Records from a data source

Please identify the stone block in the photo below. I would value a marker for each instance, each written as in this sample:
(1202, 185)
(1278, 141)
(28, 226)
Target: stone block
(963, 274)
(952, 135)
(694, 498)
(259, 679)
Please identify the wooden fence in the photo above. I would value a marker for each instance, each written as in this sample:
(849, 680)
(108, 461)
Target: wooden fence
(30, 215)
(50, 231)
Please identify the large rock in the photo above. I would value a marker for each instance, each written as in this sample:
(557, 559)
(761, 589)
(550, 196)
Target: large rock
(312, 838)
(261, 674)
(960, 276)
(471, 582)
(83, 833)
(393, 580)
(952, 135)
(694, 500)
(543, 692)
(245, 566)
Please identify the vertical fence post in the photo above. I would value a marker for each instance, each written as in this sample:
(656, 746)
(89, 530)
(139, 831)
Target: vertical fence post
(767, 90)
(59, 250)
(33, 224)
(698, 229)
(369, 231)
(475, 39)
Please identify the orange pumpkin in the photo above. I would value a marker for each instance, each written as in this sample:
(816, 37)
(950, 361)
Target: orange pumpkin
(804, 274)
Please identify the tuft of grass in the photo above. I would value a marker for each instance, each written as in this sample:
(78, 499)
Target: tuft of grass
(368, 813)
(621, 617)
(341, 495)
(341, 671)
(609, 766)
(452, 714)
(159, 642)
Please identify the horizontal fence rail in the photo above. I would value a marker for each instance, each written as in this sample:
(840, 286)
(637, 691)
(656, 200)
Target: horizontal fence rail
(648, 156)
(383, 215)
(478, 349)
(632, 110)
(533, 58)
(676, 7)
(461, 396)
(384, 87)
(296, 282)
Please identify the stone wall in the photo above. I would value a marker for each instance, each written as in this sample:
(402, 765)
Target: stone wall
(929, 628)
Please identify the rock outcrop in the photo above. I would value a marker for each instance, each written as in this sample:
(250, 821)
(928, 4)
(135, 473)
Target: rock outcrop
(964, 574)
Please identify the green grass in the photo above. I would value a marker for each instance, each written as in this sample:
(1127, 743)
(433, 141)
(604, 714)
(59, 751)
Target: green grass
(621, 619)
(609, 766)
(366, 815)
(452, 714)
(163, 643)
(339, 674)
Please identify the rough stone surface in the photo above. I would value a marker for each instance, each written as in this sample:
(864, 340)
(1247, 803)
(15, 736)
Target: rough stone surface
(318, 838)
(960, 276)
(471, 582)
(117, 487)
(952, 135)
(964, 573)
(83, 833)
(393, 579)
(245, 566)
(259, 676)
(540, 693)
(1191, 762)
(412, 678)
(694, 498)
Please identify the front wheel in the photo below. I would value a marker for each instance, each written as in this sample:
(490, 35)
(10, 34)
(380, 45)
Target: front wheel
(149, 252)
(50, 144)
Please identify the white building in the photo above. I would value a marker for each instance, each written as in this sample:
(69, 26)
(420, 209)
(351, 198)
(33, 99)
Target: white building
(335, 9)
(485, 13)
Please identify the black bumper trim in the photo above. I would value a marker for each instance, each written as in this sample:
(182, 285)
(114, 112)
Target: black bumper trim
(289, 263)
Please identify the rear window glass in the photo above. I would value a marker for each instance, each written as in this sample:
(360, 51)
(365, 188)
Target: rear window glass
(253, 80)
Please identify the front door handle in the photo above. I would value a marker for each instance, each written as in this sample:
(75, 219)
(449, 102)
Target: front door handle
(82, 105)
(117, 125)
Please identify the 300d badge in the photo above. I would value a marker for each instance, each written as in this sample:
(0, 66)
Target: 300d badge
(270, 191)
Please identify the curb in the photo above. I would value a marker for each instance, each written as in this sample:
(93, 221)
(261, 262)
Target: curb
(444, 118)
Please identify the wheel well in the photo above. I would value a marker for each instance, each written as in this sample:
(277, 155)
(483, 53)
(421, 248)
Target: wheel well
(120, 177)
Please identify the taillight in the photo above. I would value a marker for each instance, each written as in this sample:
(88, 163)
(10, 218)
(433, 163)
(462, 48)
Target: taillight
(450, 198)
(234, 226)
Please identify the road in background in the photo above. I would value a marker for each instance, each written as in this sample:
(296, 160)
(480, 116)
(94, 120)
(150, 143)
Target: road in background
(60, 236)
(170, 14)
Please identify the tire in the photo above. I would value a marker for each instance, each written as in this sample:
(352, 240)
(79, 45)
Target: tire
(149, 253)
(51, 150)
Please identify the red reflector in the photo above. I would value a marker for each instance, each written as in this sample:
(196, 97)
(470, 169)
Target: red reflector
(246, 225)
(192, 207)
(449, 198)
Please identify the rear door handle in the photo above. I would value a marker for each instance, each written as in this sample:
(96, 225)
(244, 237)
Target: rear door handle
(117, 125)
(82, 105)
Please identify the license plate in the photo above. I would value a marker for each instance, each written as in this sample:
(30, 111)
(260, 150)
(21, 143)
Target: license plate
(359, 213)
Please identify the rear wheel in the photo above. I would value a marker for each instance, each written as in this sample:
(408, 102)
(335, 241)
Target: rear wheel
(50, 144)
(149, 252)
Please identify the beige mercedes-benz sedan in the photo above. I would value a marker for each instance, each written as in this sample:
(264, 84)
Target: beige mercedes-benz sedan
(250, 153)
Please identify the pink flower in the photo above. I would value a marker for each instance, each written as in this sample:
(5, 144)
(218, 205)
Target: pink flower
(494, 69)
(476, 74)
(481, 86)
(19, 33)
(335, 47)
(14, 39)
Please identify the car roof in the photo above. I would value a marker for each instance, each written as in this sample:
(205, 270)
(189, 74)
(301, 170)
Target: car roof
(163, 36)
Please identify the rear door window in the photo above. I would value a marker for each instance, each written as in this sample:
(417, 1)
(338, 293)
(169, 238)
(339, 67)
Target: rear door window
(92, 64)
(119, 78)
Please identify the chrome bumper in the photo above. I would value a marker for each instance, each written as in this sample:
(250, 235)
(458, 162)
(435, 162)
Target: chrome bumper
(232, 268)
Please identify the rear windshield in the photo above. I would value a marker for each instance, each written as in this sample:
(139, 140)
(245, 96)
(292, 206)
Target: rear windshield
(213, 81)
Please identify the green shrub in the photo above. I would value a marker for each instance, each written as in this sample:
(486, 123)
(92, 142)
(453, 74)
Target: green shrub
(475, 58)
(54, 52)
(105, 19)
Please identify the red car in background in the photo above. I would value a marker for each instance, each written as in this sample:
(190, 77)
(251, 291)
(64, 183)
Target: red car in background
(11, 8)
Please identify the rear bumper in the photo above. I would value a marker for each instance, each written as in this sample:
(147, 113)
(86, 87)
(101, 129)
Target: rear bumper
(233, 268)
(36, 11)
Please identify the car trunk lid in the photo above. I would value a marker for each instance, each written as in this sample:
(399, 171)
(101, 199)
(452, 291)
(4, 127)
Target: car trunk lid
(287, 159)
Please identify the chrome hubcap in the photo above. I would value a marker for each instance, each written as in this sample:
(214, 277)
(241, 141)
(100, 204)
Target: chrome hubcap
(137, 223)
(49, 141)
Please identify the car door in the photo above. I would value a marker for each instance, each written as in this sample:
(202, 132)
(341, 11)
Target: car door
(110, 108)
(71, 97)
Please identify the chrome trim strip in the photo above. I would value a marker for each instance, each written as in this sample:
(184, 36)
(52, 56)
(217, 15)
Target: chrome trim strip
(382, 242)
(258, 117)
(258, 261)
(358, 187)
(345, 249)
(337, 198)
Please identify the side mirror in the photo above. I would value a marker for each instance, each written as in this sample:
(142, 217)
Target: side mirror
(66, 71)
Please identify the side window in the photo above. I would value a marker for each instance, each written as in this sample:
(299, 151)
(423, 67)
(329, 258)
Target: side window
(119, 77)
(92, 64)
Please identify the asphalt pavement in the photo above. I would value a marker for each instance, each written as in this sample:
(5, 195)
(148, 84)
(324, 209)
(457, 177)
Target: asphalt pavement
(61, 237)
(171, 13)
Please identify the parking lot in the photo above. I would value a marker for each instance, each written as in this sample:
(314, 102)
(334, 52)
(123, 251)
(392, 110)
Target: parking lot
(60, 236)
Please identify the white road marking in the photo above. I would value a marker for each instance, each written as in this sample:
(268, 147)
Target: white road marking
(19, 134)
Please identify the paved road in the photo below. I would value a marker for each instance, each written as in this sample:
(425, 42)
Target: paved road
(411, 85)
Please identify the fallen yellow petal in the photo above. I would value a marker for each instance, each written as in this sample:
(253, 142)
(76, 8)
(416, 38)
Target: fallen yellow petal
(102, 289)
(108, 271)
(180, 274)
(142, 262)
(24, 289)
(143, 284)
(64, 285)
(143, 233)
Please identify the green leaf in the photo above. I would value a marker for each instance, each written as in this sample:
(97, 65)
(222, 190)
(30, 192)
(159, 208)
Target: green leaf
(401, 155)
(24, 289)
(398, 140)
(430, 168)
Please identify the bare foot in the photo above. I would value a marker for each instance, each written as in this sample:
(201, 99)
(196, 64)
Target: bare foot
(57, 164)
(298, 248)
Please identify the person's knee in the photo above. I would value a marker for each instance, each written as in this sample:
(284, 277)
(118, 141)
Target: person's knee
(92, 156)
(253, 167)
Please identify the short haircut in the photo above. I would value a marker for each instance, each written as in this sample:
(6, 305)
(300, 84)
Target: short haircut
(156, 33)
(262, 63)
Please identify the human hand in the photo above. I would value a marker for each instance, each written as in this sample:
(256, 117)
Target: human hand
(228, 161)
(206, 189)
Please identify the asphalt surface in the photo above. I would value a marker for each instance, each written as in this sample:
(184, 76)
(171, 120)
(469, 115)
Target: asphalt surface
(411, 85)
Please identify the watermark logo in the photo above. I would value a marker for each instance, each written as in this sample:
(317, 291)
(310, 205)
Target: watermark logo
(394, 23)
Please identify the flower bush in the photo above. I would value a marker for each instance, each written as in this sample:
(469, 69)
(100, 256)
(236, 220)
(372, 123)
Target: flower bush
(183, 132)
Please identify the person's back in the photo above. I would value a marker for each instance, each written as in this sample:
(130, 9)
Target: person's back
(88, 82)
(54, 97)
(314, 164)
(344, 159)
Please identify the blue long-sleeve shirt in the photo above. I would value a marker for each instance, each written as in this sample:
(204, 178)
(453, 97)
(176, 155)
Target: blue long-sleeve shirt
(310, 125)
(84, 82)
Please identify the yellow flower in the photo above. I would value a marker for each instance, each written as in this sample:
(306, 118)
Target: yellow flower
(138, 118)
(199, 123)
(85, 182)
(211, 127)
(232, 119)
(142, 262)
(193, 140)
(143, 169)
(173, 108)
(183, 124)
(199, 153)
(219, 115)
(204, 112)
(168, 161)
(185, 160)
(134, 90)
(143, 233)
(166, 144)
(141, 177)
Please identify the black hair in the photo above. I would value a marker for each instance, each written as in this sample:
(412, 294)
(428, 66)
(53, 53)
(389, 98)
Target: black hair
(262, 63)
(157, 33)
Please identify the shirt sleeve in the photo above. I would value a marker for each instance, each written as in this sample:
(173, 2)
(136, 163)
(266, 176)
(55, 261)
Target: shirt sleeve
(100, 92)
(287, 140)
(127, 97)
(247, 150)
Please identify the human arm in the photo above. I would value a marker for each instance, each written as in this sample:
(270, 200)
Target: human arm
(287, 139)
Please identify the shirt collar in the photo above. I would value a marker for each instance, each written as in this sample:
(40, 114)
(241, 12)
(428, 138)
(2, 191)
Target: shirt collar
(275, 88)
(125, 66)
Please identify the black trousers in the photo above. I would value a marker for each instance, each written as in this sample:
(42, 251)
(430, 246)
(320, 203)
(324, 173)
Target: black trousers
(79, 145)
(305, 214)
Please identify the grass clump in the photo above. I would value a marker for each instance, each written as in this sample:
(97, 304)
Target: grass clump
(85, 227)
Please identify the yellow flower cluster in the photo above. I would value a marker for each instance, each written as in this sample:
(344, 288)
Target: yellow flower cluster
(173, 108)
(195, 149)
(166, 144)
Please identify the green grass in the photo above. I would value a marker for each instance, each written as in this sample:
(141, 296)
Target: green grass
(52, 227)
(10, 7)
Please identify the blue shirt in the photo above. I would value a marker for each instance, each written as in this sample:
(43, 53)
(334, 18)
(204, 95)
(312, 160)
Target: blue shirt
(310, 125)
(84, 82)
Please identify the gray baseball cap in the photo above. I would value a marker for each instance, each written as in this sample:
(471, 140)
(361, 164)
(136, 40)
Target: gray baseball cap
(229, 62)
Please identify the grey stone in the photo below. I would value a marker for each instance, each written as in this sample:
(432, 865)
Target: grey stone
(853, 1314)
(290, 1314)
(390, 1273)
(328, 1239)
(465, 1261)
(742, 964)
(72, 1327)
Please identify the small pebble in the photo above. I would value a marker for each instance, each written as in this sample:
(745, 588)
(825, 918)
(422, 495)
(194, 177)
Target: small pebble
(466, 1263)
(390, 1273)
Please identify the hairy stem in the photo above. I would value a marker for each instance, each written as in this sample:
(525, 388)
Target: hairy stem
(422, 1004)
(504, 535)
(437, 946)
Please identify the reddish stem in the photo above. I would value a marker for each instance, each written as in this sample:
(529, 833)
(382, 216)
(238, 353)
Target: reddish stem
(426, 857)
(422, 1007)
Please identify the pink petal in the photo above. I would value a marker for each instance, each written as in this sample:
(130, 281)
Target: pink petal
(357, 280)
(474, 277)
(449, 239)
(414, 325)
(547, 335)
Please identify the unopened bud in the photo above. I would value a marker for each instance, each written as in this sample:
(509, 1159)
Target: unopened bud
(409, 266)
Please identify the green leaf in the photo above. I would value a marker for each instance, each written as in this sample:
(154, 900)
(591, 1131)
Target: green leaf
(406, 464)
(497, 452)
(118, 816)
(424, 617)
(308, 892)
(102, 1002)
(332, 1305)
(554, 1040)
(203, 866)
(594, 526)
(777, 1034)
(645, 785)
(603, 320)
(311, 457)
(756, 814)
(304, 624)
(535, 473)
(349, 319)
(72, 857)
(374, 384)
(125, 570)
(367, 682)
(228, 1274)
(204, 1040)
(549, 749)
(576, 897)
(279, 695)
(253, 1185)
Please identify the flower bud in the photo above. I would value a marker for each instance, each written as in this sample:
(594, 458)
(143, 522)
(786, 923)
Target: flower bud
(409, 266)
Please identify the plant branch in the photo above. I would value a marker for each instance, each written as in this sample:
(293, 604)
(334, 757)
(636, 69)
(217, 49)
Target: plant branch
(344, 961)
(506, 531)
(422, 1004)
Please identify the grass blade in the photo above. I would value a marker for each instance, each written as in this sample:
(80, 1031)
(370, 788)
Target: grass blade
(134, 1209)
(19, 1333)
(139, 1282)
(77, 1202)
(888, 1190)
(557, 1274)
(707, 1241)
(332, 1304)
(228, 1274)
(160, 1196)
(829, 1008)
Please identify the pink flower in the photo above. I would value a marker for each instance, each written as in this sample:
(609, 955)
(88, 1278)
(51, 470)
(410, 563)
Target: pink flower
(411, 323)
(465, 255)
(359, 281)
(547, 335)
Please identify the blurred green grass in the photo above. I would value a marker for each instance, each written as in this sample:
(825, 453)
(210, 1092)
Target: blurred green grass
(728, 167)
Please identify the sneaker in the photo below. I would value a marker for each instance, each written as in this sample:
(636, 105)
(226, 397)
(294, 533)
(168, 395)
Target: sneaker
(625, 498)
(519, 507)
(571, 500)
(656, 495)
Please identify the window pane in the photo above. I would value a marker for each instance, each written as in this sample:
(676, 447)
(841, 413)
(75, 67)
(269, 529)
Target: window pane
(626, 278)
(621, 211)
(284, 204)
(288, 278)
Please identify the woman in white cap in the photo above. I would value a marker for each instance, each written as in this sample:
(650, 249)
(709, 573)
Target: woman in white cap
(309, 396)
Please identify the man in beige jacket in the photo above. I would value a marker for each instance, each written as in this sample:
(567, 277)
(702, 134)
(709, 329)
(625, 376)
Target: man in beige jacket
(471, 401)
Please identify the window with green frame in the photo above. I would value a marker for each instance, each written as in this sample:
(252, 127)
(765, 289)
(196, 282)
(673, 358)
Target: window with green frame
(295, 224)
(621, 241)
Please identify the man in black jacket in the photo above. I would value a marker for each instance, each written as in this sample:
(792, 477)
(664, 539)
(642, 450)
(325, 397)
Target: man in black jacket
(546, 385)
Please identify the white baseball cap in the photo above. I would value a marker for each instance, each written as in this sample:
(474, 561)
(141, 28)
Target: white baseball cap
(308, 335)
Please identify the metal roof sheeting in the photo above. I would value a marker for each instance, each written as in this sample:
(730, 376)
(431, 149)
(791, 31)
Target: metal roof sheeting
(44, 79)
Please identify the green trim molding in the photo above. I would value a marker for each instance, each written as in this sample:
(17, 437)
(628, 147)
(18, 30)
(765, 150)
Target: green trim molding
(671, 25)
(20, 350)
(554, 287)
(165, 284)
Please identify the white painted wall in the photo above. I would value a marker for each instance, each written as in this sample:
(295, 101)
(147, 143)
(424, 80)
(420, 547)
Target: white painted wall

▶ **TRY IT**
Return, from the entries, each line that holds "painted".

▶ **ANSWER TO THE EXERCISE**
Please identify the white painted wall in the photo above. I would value a marker for each instance, each written as in this sample:
Target: white painted wall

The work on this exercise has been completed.